====== Data for this task

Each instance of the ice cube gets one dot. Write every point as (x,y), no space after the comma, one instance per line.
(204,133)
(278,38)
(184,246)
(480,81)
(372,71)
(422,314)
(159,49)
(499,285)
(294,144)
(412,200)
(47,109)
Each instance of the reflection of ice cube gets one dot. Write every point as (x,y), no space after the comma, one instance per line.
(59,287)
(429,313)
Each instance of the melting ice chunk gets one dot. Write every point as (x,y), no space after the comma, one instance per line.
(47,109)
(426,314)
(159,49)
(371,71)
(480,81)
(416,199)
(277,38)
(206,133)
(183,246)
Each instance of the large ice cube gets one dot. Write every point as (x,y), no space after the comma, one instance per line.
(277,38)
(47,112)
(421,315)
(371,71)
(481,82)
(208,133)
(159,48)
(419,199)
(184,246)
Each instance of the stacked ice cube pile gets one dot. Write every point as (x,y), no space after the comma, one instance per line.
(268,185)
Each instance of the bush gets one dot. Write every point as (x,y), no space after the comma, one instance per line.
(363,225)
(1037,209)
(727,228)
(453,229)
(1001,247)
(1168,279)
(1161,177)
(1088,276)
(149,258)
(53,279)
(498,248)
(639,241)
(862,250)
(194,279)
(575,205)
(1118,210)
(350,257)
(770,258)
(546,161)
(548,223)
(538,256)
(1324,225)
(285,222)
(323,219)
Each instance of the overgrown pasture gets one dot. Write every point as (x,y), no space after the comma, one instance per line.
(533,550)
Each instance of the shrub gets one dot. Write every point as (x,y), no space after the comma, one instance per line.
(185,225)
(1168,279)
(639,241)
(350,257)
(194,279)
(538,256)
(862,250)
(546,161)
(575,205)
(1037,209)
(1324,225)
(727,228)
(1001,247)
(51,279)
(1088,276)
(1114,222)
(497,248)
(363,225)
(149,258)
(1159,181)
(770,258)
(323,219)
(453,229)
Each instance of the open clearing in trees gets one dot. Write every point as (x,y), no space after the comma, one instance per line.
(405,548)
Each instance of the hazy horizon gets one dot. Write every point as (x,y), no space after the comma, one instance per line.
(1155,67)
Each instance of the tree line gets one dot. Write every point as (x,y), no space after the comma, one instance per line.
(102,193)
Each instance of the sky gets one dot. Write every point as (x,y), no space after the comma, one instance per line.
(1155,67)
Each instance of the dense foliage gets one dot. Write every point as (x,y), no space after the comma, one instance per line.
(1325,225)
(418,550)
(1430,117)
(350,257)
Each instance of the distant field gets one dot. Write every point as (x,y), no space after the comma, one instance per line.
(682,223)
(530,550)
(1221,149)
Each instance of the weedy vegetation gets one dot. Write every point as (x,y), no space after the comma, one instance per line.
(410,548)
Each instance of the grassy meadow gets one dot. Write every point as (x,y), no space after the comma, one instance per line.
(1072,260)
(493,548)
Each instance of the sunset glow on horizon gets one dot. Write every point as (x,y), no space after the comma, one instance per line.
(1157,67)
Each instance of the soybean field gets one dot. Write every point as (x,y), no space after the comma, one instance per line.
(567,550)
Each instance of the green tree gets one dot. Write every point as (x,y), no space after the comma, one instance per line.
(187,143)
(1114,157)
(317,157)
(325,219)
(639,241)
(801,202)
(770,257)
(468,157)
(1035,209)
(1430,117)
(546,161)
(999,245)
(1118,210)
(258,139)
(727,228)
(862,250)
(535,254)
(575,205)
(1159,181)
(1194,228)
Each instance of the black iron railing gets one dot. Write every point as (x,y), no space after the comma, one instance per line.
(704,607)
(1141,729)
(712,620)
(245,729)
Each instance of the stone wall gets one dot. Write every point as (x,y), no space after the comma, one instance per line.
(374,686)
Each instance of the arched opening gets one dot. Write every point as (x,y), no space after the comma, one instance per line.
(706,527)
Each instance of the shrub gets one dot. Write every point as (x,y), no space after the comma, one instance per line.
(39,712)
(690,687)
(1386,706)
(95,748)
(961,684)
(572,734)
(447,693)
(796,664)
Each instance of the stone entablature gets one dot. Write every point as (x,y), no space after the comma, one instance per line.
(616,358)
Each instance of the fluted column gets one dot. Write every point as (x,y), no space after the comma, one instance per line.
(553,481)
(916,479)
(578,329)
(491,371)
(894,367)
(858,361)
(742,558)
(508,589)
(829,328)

============

Work to be completed:
Copy all the lines, exactly.

The completed task:
Each instance of the ice cube gets one dot. Write every point as (x,y), no space after the comma, one instance per line.
(204,133)
(278,38)
(184,246)
(480,81)
(372,71)
(422,314)
(159,49)
(499,285)
(294,144)
(412,200)
(47,109)
Each instance of the reflection of ice cube gets one dot. Write every point as (x,y), no space after the comma, one instance per line.
(59,287)
(429,313)
Each instance of the melting ice chunk gets one dot. Write every point as (x,y), no space after the comma, one instance per line.
(47,109)
(426,314)
(159,49)
(371,71)
(480,81)
(416,199)
(277,38)
(206,133)
(183,246)
Each instance of the large ice cube gets one dot. Write every point as (x,y), no space after the comma, one instance per line.
(277,38)
(47,112)
(421,315)
(371,71)
(481,82)
(208,133)
(159,48)
(419,199)
(184,246)
Each instance of the stacked ice cube pile gets one dot. Write every point as (x,y), no space after the comma, one instance per line.
(268,185)
Each instance of the bush gets one dot. Write every point as (x,y), no space after the comma, one instance per line.
(363,225)
(1037,209)
(727,228)
(453,229)
(1001,247)
(1168,279)
(1161,177)
(1088,276)
(149,258)
(53,279)
(498,248)
(639,241)
(862,250)
(194,279)
(575,205)
(1118,210)
(350,257)
(770,258)
(546,161)
(548,223)
(538,256)
(1324,225)
(285,222)
(323,219)
Each instance of the overgrown pasture gets one dot. Write every point as (x,y), no space after the comma, one instance per line.
(533,550)
Each instance of the shrub gets one dot. Write every point as (x,y), no space after the comma, one instance per line.
(185,225)
(1168,279)
(639,241)
(350,257)
(194,279)
(538,256)
(862,250)
(546,161)
(575,205)
(1037,209)
(1324,225)
(727,228)
(1001,247)
(51,279)
(1088,276)
(1114,222)
(497,248)
(363,225)
(149,258)
(1159,181)
(770,258)
(323,219)
(453,229)
Each instance of the open clearing in trees gets one dot. Write every point as (x,y), no space after the comma, one instance per line.
(405,548)
Each instance of the hazy horizon gets one dot. Write every point as (x,y), no space after the comma, one instance per line.
(1155,67)
Each instance of the tree line gets one dot. Write every point as (x,y), no space after the comma, one instance per line.
(102,193)
Each instance of the sky gets one dot. Write every point as (x,y), no space after the comma, one instance per line.
(1155,67)
Each instance of the dense foliage gets one dot. Write every point as (x,y), no space after the comma, one instance per line.
(1325,225)
(418,550)
(1430,117)
(350,257)
Each instance of the distant field gets one dot. Write every point as (x,y), no space after the comma, one instance per line.
(682,223)
(530,550)
(1221,149)
Each instance of the weedy vegetation gets one dot. Write every point as (x,y), no space after the comma, one instance per line.
(410,548)
Each instance of the grassy meadow gets one dot. Write every point as (x,y), no space after the comma, one instance per line.
(1072,260)
(493,548)
Each instance of the sunset glow on horizon gets one dot. Write every point as (x,y), no space after the comma, one instance per line.
(1157,67)
Each instance of the soybean field gets one dot. Write every point as (x,y), no space after the comma, one instance per line.
(567,550)
Each instance of the green tree gets one dot. Write every point as (x,y), no space after the comma, one instance per line.
(187,143)
(1114,157)
(317,157)
(325,219)
(639,241)
(801,202)
(770,257)
(468,157)
(1035,209)
(1430,117)
(546,161)
(999,245)
(1118,210)
(258,139)
(727,228)
(862,250)
(535,254)
(575,205)
(1159,181)
(1194,228)
Each instance of the black iron railing gets one dot. Write every point as (x,y), no space after the comma, one instance per line.
(704,607)
(1141,729)
(712,620)
(245,729)
Each instance of the stone wall gets one dot. Write every point as (x,y), no space after the comma, one instance per line.
(374,686)
Each instance of the arched opening gets one dot. Write every point as (x,y), no space after the comma, one instance per line.
(706,527)
Each instance of the shrub gets one dot. Write every point as (x,y), no space after the comma, one instance per line.
(39,712)
(690,687)
(1386,706)
(95,748)
(961,684)
(572,734)
(447,693)
(796,664)
Each instance of the stone entablature gets one dot. Write every point as (x,y), no space after the comma, one instance per line.
(616,358)
Each instance of the fluted column gets one dot. Write every point as (x,y), no space after the comma, one instance per line.
(553,481)
(916,479)
(578,329)
(491,371)
(894,367)
(858,361)
(742,558)
(508,589)
(829,328)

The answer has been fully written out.